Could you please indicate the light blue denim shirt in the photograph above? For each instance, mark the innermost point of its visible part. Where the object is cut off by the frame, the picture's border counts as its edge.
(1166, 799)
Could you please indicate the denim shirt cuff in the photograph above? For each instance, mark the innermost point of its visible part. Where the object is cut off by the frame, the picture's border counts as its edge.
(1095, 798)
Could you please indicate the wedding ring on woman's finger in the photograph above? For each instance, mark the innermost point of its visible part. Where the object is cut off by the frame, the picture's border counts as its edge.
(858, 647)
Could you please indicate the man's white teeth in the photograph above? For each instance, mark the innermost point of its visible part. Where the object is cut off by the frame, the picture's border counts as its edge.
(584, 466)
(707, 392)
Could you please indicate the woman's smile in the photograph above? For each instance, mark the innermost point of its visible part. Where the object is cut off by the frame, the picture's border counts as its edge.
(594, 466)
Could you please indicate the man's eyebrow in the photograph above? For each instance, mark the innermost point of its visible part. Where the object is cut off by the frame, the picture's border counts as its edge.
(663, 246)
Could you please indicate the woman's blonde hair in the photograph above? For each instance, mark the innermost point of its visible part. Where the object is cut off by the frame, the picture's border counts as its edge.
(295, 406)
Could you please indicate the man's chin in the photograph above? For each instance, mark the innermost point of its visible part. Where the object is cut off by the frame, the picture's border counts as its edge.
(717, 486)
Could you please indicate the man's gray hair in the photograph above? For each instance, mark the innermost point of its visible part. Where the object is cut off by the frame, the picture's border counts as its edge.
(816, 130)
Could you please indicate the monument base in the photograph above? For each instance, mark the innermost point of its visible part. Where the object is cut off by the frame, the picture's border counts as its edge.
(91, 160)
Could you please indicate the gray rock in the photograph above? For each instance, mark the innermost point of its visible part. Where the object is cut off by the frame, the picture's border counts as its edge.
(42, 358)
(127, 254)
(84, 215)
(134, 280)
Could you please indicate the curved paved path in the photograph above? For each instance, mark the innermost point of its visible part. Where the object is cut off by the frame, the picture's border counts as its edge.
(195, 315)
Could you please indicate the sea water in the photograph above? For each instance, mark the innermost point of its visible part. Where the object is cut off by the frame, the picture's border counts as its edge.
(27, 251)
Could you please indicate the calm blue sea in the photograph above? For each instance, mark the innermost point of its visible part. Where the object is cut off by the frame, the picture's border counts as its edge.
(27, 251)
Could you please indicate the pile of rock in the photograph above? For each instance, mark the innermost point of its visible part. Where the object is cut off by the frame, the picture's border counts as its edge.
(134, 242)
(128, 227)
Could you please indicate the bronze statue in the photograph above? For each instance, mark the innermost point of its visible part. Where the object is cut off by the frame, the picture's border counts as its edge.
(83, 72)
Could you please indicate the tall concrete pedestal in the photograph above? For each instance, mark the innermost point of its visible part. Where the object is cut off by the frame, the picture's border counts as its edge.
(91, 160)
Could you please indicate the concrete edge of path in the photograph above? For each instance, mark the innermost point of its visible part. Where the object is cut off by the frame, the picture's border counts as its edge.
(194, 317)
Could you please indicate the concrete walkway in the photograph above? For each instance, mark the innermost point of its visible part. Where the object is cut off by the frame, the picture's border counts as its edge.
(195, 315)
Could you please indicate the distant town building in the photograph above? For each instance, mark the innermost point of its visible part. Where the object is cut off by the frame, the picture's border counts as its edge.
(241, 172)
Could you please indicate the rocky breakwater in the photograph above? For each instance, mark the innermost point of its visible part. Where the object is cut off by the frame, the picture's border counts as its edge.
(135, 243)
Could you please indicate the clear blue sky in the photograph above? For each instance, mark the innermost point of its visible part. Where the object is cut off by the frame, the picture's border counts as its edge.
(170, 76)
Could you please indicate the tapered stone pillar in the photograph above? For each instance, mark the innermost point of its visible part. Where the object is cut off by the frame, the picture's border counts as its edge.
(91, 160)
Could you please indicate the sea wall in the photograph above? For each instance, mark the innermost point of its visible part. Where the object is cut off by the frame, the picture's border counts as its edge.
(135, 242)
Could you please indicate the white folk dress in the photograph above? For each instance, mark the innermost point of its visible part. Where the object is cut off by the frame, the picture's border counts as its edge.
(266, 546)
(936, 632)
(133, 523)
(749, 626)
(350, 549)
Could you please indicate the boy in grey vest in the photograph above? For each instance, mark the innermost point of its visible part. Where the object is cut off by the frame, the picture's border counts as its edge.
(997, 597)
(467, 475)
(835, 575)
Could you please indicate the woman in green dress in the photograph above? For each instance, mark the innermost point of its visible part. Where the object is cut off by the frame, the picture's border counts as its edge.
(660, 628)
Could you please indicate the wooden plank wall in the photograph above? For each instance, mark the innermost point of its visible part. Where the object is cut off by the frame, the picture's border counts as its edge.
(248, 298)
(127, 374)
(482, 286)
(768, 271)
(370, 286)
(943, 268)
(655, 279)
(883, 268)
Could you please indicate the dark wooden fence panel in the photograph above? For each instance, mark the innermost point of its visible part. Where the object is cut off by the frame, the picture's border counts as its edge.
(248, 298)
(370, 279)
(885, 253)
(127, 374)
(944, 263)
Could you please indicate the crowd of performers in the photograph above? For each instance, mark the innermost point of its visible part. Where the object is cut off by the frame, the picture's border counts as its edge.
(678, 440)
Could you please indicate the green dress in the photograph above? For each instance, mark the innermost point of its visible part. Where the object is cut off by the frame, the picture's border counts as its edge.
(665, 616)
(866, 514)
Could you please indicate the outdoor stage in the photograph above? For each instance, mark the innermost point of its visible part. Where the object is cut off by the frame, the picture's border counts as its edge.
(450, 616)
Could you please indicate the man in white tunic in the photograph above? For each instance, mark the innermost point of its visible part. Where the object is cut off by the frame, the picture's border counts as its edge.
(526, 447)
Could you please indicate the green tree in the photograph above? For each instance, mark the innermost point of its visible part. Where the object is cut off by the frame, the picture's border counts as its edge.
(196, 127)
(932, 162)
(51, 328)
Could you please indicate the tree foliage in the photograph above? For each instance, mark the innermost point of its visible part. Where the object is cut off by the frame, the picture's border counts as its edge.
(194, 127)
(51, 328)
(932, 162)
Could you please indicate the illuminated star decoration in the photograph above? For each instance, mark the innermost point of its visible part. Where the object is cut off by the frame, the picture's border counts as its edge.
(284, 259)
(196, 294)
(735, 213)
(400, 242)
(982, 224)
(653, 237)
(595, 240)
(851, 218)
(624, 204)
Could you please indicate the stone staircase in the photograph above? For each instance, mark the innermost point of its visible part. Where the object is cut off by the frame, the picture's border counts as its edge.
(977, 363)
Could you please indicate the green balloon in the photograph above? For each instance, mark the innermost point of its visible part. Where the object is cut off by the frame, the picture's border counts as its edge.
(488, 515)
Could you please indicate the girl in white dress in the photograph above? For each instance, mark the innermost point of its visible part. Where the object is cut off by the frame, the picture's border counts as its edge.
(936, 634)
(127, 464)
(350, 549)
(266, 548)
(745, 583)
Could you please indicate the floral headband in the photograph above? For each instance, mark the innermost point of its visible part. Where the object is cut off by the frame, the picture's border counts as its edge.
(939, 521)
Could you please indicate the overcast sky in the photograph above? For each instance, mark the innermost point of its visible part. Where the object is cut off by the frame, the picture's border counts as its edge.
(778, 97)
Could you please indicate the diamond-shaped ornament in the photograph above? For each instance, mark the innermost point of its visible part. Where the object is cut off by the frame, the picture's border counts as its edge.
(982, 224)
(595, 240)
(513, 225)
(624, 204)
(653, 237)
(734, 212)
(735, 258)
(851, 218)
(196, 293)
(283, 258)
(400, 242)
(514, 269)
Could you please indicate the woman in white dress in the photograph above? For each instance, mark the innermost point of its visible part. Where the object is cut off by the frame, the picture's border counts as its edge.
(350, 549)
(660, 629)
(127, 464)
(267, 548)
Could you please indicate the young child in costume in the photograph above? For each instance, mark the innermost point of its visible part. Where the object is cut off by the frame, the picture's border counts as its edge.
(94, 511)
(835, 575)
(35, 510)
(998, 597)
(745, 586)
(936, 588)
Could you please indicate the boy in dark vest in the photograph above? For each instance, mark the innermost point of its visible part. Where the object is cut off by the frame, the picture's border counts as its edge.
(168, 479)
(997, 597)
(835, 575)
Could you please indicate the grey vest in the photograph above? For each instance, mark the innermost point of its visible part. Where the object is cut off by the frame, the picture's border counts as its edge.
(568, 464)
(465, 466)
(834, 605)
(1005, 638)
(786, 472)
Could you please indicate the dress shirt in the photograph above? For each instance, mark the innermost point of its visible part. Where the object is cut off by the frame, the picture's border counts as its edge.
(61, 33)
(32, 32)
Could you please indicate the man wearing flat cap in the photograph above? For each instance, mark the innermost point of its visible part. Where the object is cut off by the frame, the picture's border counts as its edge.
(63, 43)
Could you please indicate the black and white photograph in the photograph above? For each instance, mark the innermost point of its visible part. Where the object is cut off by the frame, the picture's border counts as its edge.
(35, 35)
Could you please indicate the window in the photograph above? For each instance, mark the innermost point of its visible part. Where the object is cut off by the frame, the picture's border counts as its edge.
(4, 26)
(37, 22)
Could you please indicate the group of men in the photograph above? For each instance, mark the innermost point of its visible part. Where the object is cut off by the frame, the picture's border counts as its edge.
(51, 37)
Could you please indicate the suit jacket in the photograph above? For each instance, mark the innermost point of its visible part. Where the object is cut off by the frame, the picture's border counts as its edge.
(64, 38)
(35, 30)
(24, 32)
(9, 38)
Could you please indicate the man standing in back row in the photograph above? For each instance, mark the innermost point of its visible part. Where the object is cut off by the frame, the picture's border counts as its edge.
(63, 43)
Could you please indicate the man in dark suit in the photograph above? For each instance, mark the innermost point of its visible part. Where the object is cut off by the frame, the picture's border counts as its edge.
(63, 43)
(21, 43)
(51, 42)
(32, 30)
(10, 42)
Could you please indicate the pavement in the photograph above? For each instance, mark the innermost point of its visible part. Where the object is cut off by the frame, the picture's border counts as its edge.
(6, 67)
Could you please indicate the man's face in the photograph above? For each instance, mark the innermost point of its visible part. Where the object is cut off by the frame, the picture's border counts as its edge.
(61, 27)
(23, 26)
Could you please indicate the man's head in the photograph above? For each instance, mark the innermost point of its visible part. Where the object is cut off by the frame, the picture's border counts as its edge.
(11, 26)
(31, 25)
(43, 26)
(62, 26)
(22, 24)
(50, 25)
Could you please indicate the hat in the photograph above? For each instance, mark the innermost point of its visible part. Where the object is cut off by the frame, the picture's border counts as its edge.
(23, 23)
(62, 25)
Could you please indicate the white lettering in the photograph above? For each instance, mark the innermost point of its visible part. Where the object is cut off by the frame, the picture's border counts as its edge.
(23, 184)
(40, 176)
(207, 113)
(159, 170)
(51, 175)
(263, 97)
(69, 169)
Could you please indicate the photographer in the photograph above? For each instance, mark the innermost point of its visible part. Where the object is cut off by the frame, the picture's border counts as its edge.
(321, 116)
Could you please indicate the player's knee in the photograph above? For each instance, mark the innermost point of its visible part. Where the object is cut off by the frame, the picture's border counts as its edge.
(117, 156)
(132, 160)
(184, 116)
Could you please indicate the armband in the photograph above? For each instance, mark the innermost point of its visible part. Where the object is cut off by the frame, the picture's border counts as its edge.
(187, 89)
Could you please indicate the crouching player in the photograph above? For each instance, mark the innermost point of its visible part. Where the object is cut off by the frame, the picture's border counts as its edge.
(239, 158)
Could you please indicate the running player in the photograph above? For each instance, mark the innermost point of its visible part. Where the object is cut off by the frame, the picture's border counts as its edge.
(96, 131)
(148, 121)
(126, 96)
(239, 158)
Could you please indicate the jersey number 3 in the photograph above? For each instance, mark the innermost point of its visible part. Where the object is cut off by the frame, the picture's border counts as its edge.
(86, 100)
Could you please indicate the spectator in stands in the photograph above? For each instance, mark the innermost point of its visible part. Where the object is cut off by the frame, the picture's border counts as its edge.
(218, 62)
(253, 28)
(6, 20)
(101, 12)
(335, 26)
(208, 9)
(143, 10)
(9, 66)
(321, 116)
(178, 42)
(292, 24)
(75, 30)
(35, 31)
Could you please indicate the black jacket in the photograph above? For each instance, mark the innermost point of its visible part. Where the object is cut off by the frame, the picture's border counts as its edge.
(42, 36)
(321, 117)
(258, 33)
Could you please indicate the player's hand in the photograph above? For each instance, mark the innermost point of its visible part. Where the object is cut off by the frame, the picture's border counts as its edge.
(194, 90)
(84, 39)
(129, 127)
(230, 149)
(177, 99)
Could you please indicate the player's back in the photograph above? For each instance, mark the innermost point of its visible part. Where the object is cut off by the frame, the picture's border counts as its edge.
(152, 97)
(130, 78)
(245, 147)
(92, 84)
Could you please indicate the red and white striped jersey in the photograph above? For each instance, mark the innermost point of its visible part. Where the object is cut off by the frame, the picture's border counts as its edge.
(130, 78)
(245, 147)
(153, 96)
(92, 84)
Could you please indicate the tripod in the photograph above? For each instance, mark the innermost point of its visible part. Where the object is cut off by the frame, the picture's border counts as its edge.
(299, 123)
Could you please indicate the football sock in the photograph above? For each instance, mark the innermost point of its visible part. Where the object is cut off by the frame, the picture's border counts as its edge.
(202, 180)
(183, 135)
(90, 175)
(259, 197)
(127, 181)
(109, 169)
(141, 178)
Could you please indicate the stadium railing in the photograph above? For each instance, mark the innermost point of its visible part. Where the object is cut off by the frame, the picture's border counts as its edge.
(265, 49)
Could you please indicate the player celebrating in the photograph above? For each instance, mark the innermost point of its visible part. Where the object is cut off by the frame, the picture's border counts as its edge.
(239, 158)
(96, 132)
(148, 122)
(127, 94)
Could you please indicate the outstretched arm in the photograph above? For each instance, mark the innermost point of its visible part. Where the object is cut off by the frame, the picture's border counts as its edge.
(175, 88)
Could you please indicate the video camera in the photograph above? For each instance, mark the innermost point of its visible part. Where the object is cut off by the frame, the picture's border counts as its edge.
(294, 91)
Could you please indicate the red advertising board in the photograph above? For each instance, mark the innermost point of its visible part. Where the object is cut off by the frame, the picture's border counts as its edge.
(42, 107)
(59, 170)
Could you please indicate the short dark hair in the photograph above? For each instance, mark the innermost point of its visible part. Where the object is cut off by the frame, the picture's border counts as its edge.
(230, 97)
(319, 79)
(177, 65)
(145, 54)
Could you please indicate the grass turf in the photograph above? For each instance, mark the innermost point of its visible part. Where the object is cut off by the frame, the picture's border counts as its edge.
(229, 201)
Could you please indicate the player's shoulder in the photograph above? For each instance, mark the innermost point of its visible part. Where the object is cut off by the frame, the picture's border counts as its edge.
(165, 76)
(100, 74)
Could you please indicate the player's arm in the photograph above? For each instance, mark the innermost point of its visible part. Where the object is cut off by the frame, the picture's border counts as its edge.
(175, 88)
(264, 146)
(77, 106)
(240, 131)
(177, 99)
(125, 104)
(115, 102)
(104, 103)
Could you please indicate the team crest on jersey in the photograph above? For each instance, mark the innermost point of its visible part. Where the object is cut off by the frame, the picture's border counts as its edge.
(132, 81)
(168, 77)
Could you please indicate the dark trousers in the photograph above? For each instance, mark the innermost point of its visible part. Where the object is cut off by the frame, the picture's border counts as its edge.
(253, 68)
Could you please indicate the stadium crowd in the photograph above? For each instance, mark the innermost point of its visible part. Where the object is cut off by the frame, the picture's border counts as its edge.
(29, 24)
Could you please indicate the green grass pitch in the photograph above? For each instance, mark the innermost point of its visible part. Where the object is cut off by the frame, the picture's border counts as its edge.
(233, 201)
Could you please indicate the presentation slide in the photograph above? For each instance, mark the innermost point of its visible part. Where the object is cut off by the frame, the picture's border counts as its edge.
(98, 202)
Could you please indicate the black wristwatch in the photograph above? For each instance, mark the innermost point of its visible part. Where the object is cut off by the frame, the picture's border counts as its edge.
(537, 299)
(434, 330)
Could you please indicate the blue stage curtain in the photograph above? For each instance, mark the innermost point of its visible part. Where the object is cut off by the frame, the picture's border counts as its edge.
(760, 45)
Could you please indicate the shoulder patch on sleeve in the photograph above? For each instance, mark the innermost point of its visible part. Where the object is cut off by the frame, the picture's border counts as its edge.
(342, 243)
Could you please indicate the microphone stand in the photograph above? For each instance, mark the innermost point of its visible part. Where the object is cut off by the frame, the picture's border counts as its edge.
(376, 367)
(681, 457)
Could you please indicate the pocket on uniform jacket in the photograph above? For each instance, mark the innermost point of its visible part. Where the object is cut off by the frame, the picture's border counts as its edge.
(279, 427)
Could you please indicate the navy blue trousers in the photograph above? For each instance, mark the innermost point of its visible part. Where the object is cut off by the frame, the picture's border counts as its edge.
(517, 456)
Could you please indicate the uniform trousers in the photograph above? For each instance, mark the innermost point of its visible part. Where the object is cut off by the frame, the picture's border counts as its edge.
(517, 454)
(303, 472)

> **What is needed**:
Rescale the items from the start through the line that contains "(1095, 798)", both ends included. Reproduce every line in that span with its wording unchanged, but multiply each coordinate in the answers by 1.45 and round to the nearest whole number, rounding halves up.

> **Exercise response**:
Could you please indicate the light blue denim shirt in the photograph above? For each instance, mark the innermost point of its visible part. Where the object is cut off by the frame, the picture's border counts as its edge.
(1691, 1159)
Could you please indicate the denim shirt cuff in the photograph above? For each instance, mark the innermost point of its visible part. Where the object is cut off by the frame, the picture's border counts as its edge.
(1588, 1157)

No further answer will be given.